(Image annotation data)
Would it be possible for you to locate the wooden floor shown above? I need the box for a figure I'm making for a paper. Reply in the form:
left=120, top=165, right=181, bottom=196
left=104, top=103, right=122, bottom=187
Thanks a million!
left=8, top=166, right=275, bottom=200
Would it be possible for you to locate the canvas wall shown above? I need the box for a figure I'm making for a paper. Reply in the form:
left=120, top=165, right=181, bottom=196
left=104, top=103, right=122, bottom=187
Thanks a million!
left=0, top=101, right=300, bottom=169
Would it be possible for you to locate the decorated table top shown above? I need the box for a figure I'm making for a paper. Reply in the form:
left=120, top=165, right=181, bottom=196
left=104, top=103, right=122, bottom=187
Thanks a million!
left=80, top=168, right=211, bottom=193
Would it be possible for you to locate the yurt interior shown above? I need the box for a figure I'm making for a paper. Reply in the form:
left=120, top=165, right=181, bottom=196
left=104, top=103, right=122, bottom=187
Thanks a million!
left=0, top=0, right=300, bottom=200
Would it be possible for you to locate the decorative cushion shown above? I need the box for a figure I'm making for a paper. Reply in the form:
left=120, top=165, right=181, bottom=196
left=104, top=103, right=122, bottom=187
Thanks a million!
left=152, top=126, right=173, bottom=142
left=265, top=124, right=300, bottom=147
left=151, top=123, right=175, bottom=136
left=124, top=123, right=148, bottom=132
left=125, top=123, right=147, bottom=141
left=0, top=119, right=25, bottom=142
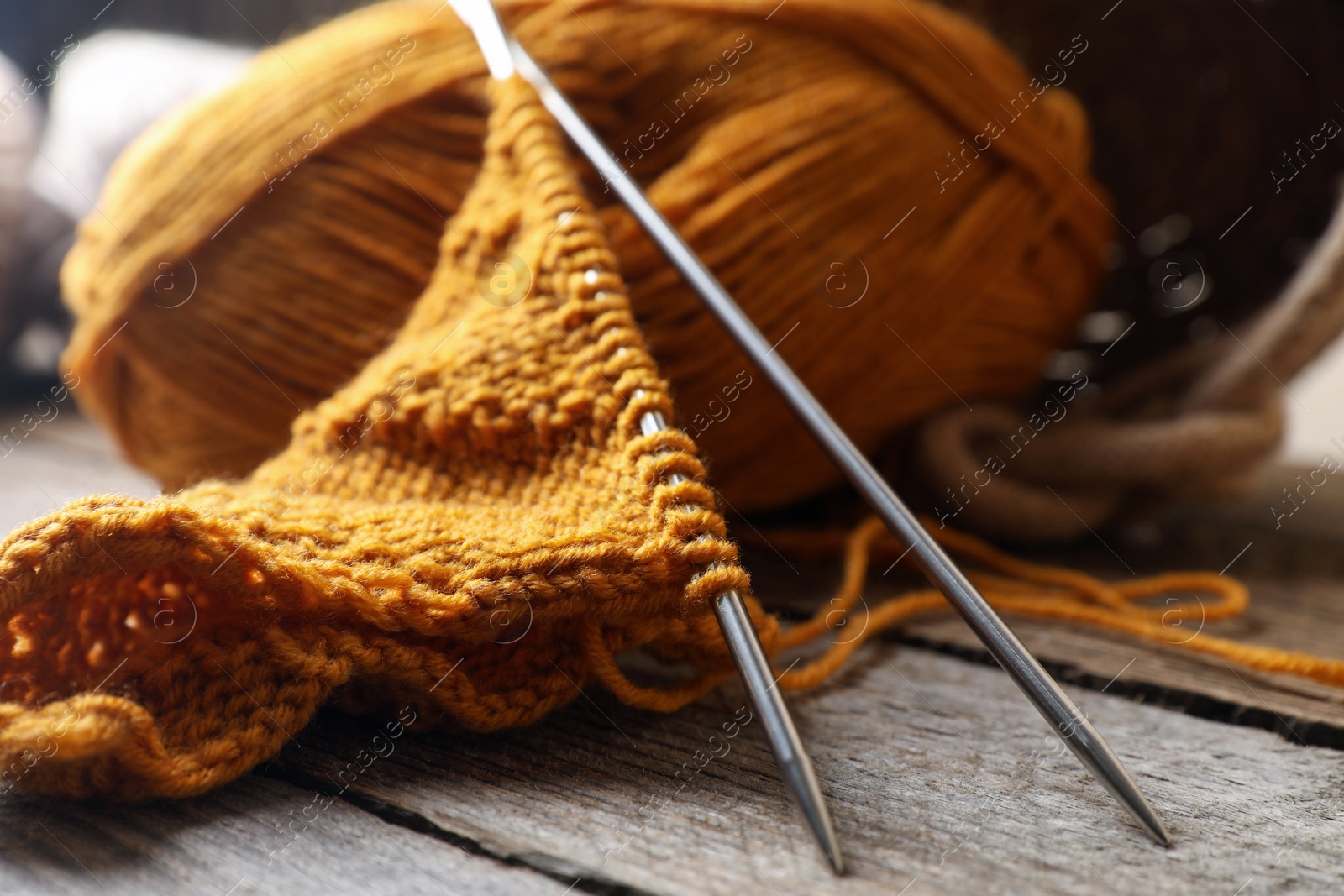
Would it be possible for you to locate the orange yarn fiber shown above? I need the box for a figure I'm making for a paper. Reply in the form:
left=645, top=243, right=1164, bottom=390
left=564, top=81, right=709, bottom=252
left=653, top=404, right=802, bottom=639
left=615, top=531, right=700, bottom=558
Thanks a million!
left=0, top=79, right=758, bottom=799
left=0, top=57, right=1344, bottom=799
left=65, top=0, right=1111, bottom=511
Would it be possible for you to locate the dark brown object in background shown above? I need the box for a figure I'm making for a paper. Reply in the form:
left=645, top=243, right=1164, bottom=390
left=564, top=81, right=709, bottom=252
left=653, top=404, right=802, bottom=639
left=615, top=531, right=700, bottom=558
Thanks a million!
left=948, top=0, right=1344, bottom=379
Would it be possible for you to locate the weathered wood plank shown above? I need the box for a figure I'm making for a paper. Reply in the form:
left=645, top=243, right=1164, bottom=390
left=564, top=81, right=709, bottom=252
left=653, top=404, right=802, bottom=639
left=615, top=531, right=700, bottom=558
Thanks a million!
left=274, top=643, right=1344, bottom=896
left=0, top=775, right=566, bottom=896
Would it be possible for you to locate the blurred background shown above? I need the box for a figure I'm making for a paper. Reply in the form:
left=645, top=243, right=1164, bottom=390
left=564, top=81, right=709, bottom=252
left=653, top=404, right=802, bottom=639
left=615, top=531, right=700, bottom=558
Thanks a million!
left=0, top=0, right=1344, bottom=540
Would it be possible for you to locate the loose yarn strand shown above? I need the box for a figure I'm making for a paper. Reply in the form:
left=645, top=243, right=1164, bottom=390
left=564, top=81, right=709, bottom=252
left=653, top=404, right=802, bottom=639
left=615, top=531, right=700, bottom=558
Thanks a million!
left=775, top=517, right=1344, bottom=690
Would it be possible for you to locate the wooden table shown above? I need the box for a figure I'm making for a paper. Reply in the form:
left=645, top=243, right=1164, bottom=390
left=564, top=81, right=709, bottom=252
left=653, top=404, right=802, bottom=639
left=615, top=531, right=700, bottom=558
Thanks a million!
left=0, top=412, right=1344, bottom=896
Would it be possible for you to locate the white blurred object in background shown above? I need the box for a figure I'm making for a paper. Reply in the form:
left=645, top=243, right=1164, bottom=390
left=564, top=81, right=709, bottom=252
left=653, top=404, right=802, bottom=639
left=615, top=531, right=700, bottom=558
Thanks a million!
left=0, top=50, right=42, bottom=332
left=29, top=31, right=255, bottom=220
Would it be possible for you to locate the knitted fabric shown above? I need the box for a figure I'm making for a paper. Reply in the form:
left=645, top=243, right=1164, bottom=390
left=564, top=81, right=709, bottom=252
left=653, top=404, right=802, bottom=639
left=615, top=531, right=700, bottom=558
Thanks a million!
left=0, top=79, right=758, bottom=799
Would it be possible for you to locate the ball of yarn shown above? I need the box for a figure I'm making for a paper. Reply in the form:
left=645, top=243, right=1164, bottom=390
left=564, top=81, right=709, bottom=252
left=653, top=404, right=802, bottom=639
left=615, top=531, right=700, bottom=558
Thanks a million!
left=65, top=0, right=1110, bottom=511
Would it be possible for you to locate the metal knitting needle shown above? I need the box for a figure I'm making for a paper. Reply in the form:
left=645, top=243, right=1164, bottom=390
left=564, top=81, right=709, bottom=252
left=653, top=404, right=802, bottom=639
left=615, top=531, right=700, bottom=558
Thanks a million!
left=454, top=0, right=1172, bottom=846
left=636, top=402, right=844, bottom=874
left=450, top=0, right=844, bottom=874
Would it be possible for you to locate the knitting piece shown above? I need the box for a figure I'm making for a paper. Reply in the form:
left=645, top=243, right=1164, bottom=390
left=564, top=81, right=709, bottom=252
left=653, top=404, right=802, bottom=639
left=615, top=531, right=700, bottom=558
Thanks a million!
left=0, top=79, right=758, bottom=799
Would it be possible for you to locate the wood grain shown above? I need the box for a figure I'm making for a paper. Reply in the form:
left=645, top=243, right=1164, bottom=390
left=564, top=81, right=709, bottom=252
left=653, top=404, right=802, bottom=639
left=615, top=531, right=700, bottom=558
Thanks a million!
left=0, top=775, right=566, bottom=896
left=8, top=415, right=1344, bottom=896
left=273, top=643, right=1344, bottom=896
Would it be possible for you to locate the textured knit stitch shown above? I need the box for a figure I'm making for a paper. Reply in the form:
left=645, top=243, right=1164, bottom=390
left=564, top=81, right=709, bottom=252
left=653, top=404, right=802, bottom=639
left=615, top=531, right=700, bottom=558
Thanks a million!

### PROMPT:
Pull out every one of the entries above and reproduce them word for word. Leave the pictures out.

### ANSWER FOR THE TASK:
Would it be possible for you to locate the wooden floor shown above? I need the box for a figure I'm making for a paper. Reply in the form:
left=120, top=165, right=181, bottom=196
left=104, top=103, right=122, bottom=187
Thanks a million!
left=8, top=166, right=275, bottom=200
Would it be possible for you to locate the canvas wall shown above? I need the box for a figure I'm making for a paper. Reply in the form:
left=120, top=165, right=181, bottom=196
left=104, top=103, right=122, bottom=187
Thanks a million!
left=0, top=101, right=300, bottom=169
Would it be possible for you to locate the decorated table top shown above? I need the box for a figure I'm making for a paper. Reply in the form:
left=120, top=165, right=181, bottom=196
left=104, top=103, right=122, bottom=187
Thanks a million!
left=80, top=168, right=211, bottom=193
Would it be possible for you to locate the yurt interior shown above? I need the box for a figure I'm making for a paper. Reply in the form:
left=120, top=165, right=181, bottom=196
left=104, top=103, right=122, bottom=187
Thanks a million!
left=0, top=0, right=300, bottom=200
Would it be possible for you to locate the decorative cushion shown above? I need the box for a figure I'm making for a paper. Reply in the form:
left=120, top=165, right=181, bottom=196
left=104, top=103, right=122, bottom=187
Thanks a million!
left=152, top=126, right=173, bottom=142
left=265, top=124, right=300, bottom=147
left=151, top=123, right=175, bottom=136
left=124, top=123, right=148, bottom=132
left=125, top=123, right=147, bottom=141
left=0, top=119, right=25, bottom=142
Would it be possible for you to locate the orange yarn fiber shown above? I need the box for a figure I'm making for a paper. Reply in the form:
left=645, top=243, right=1164, bottom=390
left=564, top=81, right=709, bottom=252
left=653, top=404, right=802, bottom=639
left=615, top=531, right=700, bottom=558
Thanks a million!
left=0, top=79, right=758, bottom=799
left=0, top=57, right=1344, bottom=799
left=65, top=0, right=1111, bottom=511
Would it be possible for you to locate the dark brown object in background shown above? I need the box for a figure I'm making for a paper. Reply in the form:
left=645, top=243, right=1164, bottom=390
left=564, top=81, right=709, bottom=252
left=653, top=404, right=802, bottom=639
left=615, top=531, right=700, bottom=558
Thanks a million!
left=948, top=0, right=1344, bottom=379
Would it be possible for you to locate the weathered wood plank shown above? I need the box for a figure I'm making for a paper. Reply in the form:
left=645, top=243, right=1164, bottom=390
left=564, top=81, right=709, bottom=252
left=653, top=404, right=802, bottom=639
left=615, top=531, right=700, bottom=558
Thanks a million!
left=274, top=643, right=1344, bottom=896
left=0, top=775, right=566, bottom=896
Would it be possible for you to locate the blurred background shown above? I need the box for a figure I'm making for a paper. Reply in the form:
left=645, top=243, right=1164, bottom=390
left=564, top=81, right=709, bottom=252
left=653, top=404, right=802, bottom=639
left=615, top=531, right=700, bottom=558
Thanks a million!
left=0, top=0, right=1344, bottom=540
Would it be possible for you to locate the loose yarn strand shown above? I need the box for a figure I'm making for a paper. Reply in the form:
left=645, top=243, right=1164, bottom=390
left=564, top=81, right=709, bottom=252
left=653, top=404, right=802, bottom=639
left=615, top=531, right=700, bottom=558
Thanks a million!
left=775, top=517, right=1344, bottom=690
Would it be possible for you to locate the wooden table shown above? I need the box for a figure I'm making for a paper. Reply in the form:
left=645, top=243, right=1164, bottom=390
left=564, top=81, right=709, bottom=252
left=653, top=404, right=802, bottom=639
left=615, top=531, right=700, bottom=558
Thanks a million!
left=0, top=412, right=1344, bottom=896
Would it be possible for you to locate the white blurred object in background shown above? I need the box for a figure I'm making for a paper. Reply in the form:
left=645, top=243, right=1164, bottom=390
left=564, top=81, right=709, bottom=252
left=653, top=404, right=802, bottom=639
left=615, top=531, right=700, bottom=558
Thanks a million!
left=0, top=50, right=42, bottom=332
left=29, top=31, right=255, bottom=220
Would it be possible for you to locate the knitted fabric shown above? I need the box for a figure I'm making for a paper. Reply in the form:
left=645, top=243, right=1164, bottom=390
left=564, top=81, right=709, bottom=252
left=653, top=404, right=802, bottom=639
left=615, top=531, right=700, bottom=558
Thanks a million!
left=0, top=79, right=758, bottom=799
Would it be possible for you to locate the ball of yarn shown above? I need the box for a figure I'm making for a paper. Reply in the form:
left=645, top=243, right=1164, bottom=390
left=564, top=81, right=709, bottom=252
left=653, top=404, right=802, bottom=639
left=615, top=531, right=700, bottom=558
Thanks a million!
left=65, top=0, right=1110, bottom=511
Would it be possible for you to locate the metal knitting needle shown above? I need the box for a figure I'm making for a paper. Reply in the form:
left=645, top=243, right=1164, bottom=390
left=564, top=81, right=709, bottom=252
left=653, top=404, right=802, bottom=639
left=615, top=531, right=700, bottom=558
Thanks a million!
left=454, top=0, right=1172, bottom=846
left=636, top=402, right=844, bottom=874
left=450, top=0, right=844, bottom=874
Would it be possible for you to locate the knitting piece shown above? I need the box for a figure I'm making for a paper. Reply in the form:
left=645, top=243, right=1164, bottom=390
left=564, top=81, right=709, bottom=252
left=653, top=404, right=802, bottom=639
left=615, top=531, right=700, bottom=558
Thanks a million!
left=0, top=79, right=758, bottom=799
Would it be possible for you to locate the wood grain shown above? I need the box for a figure I'm making for a paper. Reply in the form:
left=645, top=243, right=1164, bottom=390
left=564, top=81, right=709, bottom=252
left=653, top=404, right=802, bottom=639
left=615, top=531, right=700, bottom=558
Thanks a million!
left=0, top=775, right=566, bottom=896
left=8, top=415, right=1344, bottom=896
left=273, top=643, right=1344, bottom=896
Would it be possible for you to locate the textured knit stitch shown above? I need the box for a figure I'm making for a paper. Reply in the form:
left=645, top=243, right=1164, bottom=390
left=564, top=81, right=709, bottom=252
left=653, top=404, right=802, bottom=639
left=615, top=531, right=700, bottom=558
Thanks a million!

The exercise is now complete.